This article by Representative Armando Walle, D-Houston originally appeared in the Houston Chronicle on April 1, 2013. Reprinted with permission.
In recent years, attention has been drawn to the dangers and injustices faced by construction workers in Texas where business is booming and construction levels have rebounded to near pre-recession levels. Texas construction workers and their families are often set up for failure, dealing with dangerous work sites, poor wages, bad training and labor rights violations.
The sad fact is that Texas still leads the country in the rate of construction worker fatalities. This is unacceptable. Federal regulations from the Occupational Safety and Health Administration provide some protections, but as a state we must make improvements to ensure safety at work sites, including adequate health and safety training and proper safety equipment for employees.
The role of workers' compensation is also particularly important for these construction workers. Workers' compensation provides a means for injured workers to pay medical bills resulting from workplace injuries and make up for lost income until they return to full employment. Workers' compensation also serves the families of workers killed on the job, providing a portion of the lost wages to surviving family members.
However, no benefits from workers' compensation are paid at all in more than 60 percent of work-related fatalities in Texas - a figure that is likely higher when limited to the construction industry, according to recent data from the Texas Department of Insurance.
Texas is currently the only state in the country that does not require workers' compensation for private employers. Consequently, a significant portion of Texas construction contractors do not carry workers' compensation coverage. Very few of these contractors self-insure or carry other coverage like life insurance in lieu of workers' compensation, so workers are forced to go to court to find a solution.
Injured workers and families, must somehow come up with the money to pay for decent legal representation and try to gain a judgment in their favor. While bringing suit, unpaid emergency medical bills pile up and the worker cannot access rehabilitative services he or she needs. Without proper medical attention, these injuries never truly heal, extending the time, sometimes indefinitely, before the worker can return to work. If the employer wins the lawsuit, their "savings" are passed on to local taxpayers who foot the bill for the uncompensated medical care.

§ **EXERCISE TASKS**:
[1] In the piece on Texas construction workers, what problems does the sentence with "set up for failure" say those workers and their families deal with? List each one.
[2] Can you carry the piece on Texas construction workers forward, starting after its last sentence?

[Dataset excerpts]
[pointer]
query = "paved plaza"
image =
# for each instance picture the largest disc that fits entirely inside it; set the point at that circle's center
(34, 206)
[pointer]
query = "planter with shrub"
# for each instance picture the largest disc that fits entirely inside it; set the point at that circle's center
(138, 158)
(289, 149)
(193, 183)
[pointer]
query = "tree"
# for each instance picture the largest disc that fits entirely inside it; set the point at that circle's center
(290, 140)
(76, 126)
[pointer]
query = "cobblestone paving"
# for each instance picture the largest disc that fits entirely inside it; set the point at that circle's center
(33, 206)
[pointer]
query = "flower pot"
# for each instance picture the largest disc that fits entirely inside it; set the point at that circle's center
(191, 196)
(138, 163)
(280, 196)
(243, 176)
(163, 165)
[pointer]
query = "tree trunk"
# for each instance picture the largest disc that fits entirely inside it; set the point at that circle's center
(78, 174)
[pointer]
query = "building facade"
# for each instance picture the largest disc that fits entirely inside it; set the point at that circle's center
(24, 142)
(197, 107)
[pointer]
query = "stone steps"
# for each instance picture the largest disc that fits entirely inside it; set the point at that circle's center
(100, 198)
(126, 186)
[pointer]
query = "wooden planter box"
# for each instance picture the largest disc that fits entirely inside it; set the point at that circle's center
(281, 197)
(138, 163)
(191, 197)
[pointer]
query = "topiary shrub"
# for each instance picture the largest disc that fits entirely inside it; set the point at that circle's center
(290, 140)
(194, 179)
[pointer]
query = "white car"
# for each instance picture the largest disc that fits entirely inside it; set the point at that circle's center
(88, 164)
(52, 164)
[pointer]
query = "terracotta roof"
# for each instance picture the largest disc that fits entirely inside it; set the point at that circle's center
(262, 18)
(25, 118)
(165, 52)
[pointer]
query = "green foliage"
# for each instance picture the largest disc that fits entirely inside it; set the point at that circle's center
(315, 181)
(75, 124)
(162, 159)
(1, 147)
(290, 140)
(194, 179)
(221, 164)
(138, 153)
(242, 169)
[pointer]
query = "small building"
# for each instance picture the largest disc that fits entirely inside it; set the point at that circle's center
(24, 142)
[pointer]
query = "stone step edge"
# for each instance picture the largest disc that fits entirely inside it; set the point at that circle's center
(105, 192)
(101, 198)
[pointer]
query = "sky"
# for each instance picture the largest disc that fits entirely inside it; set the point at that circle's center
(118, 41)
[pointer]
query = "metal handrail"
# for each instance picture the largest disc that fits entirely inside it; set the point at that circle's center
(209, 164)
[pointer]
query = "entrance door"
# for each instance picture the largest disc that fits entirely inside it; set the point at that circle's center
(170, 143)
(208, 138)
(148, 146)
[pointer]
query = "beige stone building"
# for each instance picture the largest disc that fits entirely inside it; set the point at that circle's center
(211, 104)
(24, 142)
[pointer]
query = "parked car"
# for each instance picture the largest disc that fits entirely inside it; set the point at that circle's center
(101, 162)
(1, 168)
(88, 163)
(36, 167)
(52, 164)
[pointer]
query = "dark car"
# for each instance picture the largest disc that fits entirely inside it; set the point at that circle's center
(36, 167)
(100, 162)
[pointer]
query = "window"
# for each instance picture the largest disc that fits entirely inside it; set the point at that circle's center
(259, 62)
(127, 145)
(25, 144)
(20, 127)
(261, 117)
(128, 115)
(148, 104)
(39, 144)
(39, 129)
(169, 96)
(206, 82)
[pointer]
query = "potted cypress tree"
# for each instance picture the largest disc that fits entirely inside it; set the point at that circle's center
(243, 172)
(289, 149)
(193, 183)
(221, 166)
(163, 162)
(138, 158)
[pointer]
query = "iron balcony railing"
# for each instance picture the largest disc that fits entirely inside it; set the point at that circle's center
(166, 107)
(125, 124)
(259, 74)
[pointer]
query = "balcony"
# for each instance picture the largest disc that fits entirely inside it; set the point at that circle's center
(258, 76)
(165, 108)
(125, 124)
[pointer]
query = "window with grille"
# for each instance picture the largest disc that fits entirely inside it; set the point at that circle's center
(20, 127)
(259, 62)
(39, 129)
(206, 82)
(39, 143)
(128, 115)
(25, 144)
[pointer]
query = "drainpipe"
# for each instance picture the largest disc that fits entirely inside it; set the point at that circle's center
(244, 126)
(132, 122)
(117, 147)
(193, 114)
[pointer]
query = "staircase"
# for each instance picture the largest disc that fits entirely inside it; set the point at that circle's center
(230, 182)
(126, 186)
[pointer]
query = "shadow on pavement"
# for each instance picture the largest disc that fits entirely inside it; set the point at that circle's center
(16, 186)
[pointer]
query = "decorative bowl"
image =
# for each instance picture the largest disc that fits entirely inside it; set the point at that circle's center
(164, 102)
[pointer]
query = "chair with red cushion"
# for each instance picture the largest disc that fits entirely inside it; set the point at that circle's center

§ **ANSWER SECTION**:
[1]
- Dangerous work sites
- Poor wages
- Bad training
- Labor rights violations

[2]
The story of Houston construction worker Santiago Arias is instructive. In 2010, Arias was installing insulation on a commercial construction project without fall-protection equipment or a secure scaffold to work from. He fell from a roof, landing on his back on metal planks and was paralyzed from the neck down. Because his employer did not have workers' compensation or other benefits, the lost income and nearly $900,000 in medical bills devastated his family's livelihood.
I filed House Bill 475, which would require all construction contractors to carry workers' compensation insurance for their employees. Recently heard in the House Committee on Business and Industry, this measure would ensure that injured construction workers have the ability to get their medical needs addressed in a timely fashion, so they may recover from their injuries and return to work.
The Texas Legislature is also considering legislation to stop misclassification of employees as independent contractors and to guarantee periodic breaks for construction workers so they can survive our oppressive Texas heat. These and other bills all go toward ensuring that our hard-working construction workers are not treated as a disposable commodity, but as valued members of our community.